== Segment start ==
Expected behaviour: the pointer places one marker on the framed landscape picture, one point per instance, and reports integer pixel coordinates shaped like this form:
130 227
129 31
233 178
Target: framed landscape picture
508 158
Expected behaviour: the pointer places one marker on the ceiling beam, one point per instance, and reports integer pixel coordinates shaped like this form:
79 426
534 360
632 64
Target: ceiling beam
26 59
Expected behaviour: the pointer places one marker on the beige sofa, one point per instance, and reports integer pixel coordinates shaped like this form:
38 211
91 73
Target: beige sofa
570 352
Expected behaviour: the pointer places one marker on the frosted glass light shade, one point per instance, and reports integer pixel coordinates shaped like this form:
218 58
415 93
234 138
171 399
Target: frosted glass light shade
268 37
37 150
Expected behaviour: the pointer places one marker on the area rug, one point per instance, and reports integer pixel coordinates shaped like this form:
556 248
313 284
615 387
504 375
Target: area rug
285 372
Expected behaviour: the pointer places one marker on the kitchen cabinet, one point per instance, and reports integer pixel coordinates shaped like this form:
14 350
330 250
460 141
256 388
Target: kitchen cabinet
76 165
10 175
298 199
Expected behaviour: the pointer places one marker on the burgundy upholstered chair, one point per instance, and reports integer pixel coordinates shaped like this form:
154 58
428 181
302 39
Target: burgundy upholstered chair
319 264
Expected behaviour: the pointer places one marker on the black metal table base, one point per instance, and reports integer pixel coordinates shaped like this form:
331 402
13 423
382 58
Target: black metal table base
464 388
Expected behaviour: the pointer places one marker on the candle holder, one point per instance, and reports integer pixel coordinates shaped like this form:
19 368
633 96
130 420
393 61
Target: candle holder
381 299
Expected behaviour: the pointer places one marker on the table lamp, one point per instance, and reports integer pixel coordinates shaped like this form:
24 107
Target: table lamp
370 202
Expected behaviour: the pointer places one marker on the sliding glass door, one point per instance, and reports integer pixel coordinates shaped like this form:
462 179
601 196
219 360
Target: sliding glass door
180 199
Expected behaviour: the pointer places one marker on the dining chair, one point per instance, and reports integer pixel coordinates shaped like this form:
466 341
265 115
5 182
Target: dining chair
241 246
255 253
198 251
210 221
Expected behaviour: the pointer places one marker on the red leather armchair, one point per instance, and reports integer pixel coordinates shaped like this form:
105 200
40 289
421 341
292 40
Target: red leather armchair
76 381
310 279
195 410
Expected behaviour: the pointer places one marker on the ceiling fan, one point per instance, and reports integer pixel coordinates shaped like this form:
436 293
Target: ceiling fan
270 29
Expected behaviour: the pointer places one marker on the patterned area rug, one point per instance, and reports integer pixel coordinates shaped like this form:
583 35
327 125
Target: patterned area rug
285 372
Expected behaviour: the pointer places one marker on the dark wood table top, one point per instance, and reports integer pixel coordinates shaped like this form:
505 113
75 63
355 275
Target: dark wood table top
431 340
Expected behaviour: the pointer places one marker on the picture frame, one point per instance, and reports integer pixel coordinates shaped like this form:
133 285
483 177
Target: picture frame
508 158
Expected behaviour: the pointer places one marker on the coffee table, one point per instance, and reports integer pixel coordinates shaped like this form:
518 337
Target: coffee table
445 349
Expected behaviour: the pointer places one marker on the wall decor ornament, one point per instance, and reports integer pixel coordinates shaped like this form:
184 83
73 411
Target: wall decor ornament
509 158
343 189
== Segment end ==
§ **What you will do**:
The answer should consist of all the lines above, retyped exactly.

§ **Your response**:
Expected behaviour: the pointer places one marker on the framed landscape picture, one point per instance, and reports integer pixel coordinates shaped like this form:
130 227
129 31
233 178
Target: framed landscape picture
508 158
Expected behaviour: the pointer places one marker on the ceiling beam, one point per instance, and reports integer pixel coordinates shaped like this form:
79 426
534 360
632 64
Target: ceiling beam
26 59
Expected behaviour: the pointer places one marker on the beige sofa, one point per instance, and reports integer pixel coordinates shaped like this form:
38 211
91 73
Target: beige sofa
570 352
Expected behaviour: the pointer places one marker on the frosted glass light shade, one point per instance, and reports integer pixel coordinates shaped like this form:
218 58
415 93
234 138
171 399
Target: frosted glass light shade
268 37
37 150
Expected behaviour: the pointer places one marker on the area rug, one point per instance, and reports integer pixel coordinates shaped like this form:
556 248
313 284
615 387
504 375
Target: area rug
285 372
Expected behaviour: the pointer places one marker on the kitchen cabinet, one point per instance, and reports integer pixel coordinates shaped like this form:
14 350
330 250
460 141
256 388
Target: kitchen cabinet
76 165
10 175
298 199
Expected behaviour: the pointer places one marker on the burgundy upholstered chair, one point per instance, and reports integer pixel coordinates shaped like this form:
154 58
428 181
302 39
Target: burgundy upholstered chair
319 264
Expected behaviour: the pointer places one marker on the black metal table base, one point per instance, and reports integer pixel coordinates shaped like this form:
331 402
13 423
382 58
Target: black metal table base
464 388
Expected behaviour: the pointer places one marker on the candle holder, one point per instance, and reports integer pixel coordinates shaped like this form:
19 368
633 96
130 420
393 61
Target: candle holder
381 299
Expected behaviour: the pointer places one marker on the table lamp, one point per instance, and reports integer pixel coordinates shaped like this form:
24 107
Target: table lamp
370 202
Expected behaviour: the pointer places one marker on the sliding glass door, one point per instance, and reports integer pixel coordinates shaped like this form:
462 179
601 196
219 360
Target: sliding glass door
180 199
Expected behaviour: the pointer places one marker on the dining chair, one point per instance, and reports integer pixel coordinates shaped like this form:
466 341
265 115
5 182
Target: dining chair
241 246
255 253
198 251
210 221
Expected behaviour: the pointer places one marker on the red leather armchair, one point per instance, and reports integer pixel coordinates shaped like this form:
105 200
40 289
421 341
292 40
Target: red leather armchair
76 381
310 279
195 410
Expected behaviour: the pointer places one marker on the ceiling fan, one point per instance, and reports integer pixel coordinates shaped like this form:
436 293
Target: ceiling fan
270 29
Expected behaviour: the pointer places one marker on the patterned area rug, one point per instance, and reports integer pixel coordinates shaped like this form:
583 35
327 125
Target: patterned area rug
285 372
Expected behaviour: the pointer places one marker on the dark wood table top, one point per instance, and reports integer pixel coordinates shaped like this form:
505 113
75 63
355 275
Target: dark wood table top
431 340
Expected behaviour: the pointer places one marker on the picture frame, one point per instance, and reports integer pixel coordinates shaped like this form:
133 285
483 177
Target: picture frame
508 158
Expected behaviour: the pointer places one marker on the coffee table, one point per instance, and reports integer pixel coordinates shaped like this form:
518 337
Target: coffee table
445 349
Expected behaviour: the pointer places one marker on the wall decor ornament, one point per instance, and reports integer pixel coordinates shaped like this form:
184 83
73 411
Target: wall decor ornament
509 158
343 189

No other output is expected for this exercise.